Réécrivez la liste en commençant à la ligne qui contient « Target: front tire » et en terminant à celle qui contient « x=131, y=249 ». Remplacez-y « crumpled hood » par « dented hood » sans modifier quoi que ce soit d'autre.

....

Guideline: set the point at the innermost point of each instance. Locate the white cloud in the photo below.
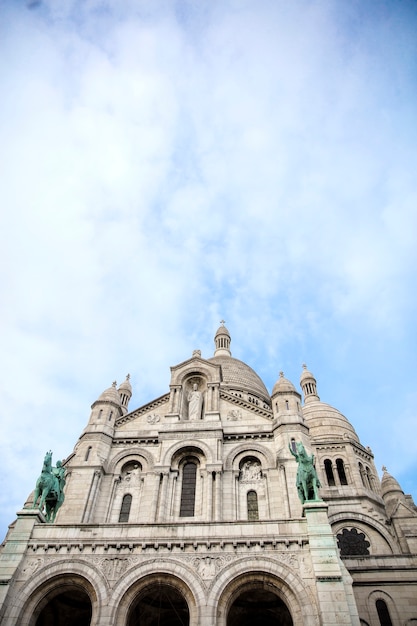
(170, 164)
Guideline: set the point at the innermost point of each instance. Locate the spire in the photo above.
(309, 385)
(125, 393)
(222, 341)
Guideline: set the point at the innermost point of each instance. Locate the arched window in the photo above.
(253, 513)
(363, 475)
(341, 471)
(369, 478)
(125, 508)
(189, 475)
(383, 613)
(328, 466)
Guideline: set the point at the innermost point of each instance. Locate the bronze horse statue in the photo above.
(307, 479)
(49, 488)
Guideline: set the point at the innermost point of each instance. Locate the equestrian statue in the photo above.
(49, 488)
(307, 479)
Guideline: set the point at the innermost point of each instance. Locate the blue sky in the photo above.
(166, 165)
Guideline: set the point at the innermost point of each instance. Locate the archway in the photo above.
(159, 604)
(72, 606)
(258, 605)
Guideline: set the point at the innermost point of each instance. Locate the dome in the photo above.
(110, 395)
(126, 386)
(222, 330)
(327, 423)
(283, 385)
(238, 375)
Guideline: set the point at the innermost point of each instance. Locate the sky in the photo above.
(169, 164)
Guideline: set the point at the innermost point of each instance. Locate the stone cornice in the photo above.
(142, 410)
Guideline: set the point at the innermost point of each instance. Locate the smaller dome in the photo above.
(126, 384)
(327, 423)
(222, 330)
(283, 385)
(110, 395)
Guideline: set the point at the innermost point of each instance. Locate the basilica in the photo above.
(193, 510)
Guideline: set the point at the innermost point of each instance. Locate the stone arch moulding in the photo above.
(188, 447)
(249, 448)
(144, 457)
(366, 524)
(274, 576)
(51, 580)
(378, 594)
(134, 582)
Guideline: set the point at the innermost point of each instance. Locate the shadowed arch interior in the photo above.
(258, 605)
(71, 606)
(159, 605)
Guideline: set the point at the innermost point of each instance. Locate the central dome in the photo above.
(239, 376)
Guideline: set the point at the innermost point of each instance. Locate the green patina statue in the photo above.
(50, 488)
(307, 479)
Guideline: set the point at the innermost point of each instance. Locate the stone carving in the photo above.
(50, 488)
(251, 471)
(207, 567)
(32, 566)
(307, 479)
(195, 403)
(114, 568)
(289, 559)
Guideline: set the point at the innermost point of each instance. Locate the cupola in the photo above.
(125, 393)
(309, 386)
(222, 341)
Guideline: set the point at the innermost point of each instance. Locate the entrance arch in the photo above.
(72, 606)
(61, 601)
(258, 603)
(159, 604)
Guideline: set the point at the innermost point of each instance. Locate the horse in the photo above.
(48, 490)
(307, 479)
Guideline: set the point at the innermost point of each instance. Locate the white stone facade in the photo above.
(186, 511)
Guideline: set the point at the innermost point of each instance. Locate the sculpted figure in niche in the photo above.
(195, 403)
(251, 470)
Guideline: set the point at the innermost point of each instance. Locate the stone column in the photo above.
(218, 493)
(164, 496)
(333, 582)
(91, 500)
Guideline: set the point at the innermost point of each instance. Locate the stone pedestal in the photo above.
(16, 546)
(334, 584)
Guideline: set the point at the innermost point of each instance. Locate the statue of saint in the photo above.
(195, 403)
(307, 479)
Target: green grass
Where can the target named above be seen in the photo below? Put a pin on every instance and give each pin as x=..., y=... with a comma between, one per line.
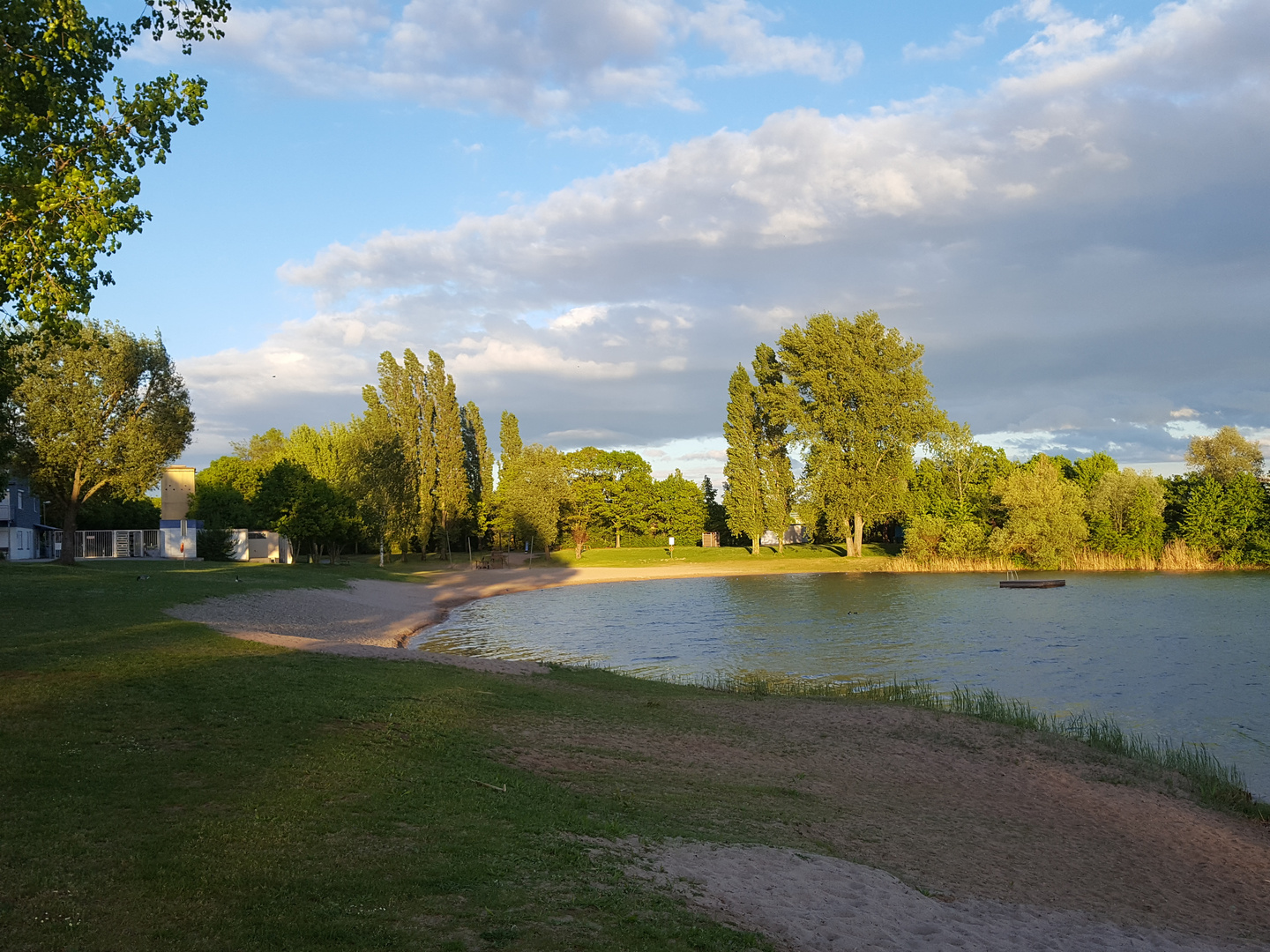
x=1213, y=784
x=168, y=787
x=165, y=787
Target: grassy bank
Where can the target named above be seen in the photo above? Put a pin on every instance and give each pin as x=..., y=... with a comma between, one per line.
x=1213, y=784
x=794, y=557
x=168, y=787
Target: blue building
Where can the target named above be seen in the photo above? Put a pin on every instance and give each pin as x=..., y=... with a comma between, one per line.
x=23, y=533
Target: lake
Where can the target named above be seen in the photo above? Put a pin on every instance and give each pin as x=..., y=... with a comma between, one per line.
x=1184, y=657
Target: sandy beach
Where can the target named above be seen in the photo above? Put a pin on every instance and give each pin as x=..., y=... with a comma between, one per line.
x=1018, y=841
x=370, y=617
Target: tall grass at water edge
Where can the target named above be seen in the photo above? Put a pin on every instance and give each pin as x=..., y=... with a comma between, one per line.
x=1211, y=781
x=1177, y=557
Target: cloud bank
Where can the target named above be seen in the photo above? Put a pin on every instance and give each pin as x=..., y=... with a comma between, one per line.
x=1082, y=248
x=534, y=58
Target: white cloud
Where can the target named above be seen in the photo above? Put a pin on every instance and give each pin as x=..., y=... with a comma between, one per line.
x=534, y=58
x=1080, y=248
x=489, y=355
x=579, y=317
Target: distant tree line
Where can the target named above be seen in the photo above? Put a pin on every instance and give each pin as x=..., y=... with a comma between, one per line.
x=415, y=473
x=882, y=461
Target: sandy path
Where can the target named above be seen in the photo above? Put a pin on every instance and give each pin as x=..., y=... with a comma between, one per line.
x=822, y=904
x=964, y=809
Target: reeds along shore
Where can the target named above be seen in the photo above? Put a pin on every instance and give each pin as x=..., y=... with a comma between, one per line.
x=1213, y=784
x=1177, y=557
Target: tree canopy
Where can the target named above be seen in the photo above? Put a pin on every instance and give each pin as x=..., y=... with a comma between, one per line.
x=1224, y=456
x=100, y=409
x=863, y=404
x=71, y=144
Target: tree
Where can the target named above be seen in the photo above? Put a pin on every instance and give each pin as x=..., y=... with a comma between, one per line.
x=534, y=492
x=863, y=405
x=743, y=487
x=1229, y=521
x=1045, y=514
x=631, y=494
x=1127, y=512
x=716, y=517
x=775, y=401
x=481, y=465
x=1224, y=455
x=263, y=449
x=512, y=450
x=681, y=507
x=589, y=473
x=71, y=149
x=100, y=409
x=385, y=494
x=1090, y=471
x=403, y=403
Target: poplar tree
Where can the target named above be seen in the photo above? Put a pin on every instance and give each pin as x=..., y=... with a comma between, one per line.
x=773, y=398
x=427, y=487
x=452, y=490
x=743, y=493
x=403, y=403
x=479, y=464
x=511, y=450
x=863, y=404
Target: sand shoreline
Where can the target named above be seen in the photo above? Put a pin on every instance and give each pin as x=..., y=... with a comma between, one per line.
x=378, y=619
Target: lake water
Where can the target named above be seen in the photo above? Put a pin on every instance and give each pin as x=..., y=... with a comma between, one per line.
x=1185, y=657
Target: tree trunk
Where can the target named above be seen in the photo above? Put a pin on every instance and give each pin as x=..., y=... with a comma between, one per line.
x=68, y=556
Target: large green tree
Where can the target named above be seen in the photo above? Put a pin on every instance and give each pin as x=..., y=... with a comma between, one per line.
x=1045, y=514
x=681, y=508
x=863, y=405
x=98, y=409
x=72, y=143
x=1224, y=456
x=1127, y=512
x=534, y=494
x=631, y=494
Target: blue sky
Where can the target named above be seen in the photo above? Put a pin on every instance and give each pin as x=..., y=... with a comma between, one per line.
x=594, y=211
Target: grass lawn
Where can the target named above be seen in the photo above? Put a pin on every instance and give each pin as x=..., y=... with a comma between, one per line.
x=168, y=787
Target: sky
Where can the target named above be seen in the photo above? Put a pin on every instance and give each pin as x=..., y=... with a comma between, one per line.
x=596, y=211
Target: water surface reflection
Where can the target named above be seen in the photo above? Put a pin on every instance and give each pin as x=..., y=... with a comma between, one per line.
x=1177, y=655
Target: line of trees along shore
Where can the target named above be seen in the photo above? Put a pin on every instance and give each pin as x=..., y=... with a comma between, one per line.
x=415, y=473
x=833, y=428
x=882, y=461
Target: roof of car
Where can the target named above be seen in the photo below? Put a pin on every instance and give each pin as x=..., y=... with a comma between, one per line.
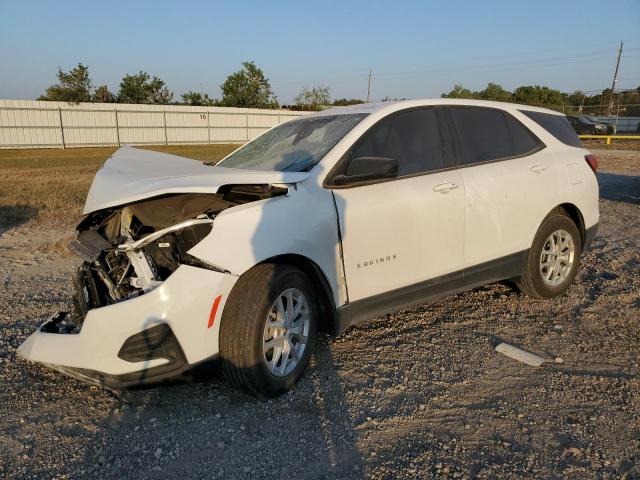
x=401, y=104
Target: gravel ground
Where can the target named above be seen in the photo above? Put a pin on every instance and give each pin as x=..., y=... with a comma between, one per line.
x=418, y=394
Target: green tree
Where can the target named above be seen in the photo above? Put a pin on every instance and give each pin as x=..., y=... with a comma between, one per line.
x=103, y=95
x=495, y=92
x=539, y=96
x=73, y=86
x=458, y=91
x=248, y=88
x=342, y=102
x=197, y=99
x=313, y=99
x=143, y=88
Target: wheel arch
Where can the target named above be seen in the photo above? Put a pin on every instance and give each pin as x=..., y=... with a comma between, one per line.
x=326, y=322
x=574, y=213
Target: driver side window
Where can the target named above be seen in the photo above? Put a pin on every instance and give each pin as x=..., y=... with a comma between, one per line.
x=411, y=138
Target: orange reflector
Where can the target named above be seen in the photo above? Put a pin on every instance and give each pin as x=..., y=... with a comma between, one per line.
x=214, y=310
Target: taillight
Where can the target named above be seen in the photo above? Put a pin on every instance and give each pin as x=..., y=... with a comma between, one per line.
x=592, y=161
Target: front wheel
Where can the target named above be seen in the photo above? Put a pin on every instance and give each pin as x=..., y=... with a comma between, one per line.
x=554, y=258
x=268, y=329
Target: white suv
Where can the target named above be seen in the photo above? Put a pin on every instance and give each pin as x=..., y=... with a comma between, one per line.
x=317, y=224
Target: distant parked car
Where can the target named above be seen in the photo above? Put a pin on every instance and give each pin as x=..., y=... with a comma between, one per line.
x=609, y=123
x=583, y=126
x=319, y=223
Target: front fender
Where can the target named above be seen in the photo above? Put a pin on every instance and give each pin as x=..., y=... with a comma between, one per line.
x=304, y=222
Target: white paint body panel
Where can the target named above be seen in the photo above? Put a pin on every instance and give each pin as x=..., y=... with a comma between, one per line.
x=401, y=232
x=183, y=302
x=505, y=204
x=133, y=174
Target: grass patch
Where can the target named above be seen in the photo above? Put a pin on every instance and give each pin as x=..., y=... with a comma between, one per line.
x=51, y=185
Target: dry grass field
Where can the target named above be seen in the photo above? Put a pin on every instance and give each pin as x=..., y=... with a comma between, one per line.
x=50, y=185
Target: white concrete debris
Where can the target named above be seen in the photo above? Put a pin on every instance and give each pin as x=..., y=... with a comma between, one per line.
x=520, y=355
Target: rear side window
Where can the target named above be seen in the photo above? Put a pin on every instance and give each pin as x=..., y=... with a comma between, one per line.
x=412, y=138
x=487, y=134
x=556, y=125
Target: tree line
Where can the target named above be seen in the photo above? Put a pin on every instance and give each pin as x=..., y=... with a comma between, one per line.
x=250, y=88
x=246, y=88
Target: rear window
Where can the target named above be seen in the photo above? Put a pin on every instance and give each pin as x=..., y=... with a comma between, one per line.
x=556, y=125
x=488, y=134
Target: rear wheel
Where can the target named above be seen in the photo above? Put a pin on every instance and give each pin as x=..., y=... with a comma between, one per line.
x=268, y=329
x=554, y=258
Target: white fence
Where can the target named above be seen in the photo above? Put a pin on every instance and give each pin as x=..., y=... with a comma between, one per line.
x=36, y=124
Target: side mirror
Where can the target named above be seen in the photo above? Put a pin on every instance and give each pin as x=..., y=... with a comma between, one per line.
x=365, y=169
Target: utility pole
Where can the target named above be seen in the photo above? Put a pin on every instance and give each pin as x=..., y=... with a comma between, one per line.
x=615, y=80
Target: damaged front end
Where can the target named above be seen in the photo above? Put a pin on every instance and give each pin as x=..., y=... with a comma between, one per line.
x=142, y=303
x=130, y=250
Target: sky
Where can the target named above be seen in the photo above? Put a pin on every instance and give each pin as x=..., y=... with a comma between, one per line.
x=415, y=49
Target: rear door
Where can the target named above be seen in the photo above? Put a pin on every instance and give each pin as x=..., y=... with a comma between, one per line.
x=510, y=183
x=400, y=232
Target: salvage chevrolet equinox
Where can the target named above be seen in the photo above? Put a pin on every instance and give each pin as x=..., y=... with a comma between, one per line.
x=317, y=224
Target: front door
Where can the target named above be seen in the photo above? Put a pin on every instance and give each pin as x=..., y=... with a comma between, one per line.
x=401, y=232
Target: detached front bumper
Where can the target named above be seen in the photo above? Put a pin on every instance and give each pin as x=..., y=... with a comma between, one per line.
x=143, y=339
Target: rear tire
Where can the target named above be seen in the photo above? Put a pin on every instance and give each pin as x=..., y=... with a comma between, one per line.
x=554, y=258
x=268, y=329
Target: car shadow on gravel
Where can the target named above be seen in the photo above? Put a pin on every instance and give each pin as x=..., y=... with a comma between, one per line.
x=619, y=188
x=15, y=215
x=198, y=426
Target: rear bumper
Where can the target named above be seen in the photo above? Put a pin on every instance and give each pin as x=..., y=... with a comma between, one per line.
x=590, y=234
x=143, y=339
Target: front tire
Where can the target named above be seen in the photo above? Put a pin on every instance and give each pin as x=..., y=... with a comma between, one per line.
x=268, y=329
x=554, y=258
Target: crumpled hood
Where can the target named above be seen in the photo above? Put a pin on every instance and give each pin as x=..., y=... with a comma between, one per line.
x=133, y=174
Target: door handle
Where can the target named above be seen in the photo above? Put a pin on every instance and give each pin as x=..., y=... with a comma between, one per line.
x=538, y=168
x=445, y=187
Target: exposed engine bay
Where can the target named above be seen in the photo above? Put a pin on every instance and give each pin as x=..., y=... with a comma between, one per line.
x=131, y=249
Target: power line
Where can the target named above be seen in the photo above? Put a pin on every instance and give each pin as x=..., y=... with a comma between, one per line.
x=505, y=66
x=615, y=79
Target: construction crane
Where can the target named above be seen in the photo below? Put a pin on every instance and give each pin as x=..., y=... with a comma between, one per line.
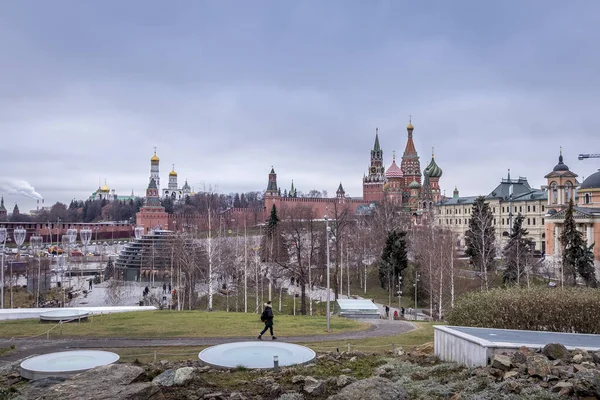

....

▶ _Résultat_:
Target: front tire
Where can the target named above be seen in the photo above? Put a pin on every instance and give each pin as x=..., y=... with a comma between, one per line.
x=268, y=329
x=554, y=258
Target: dented hood
Where can the target named above be seen in the photo above? Put a pin on every instance and give each pin as x=..., y=... with a comma between, one per line.
x=133, y=174
Target: door handle
Where can the target named above be seen in the photo above? Put a pin on every instance and give each pin as x=..., y=... with a comma between, one per line.
x=538, y=168
x=445, y=187
Target: exposed engine bay
Where can the target named above be seen in the photo above? Put a pin on every instance and give each pin as x=..., y=... with a comma between, one per line.
x=131, y=249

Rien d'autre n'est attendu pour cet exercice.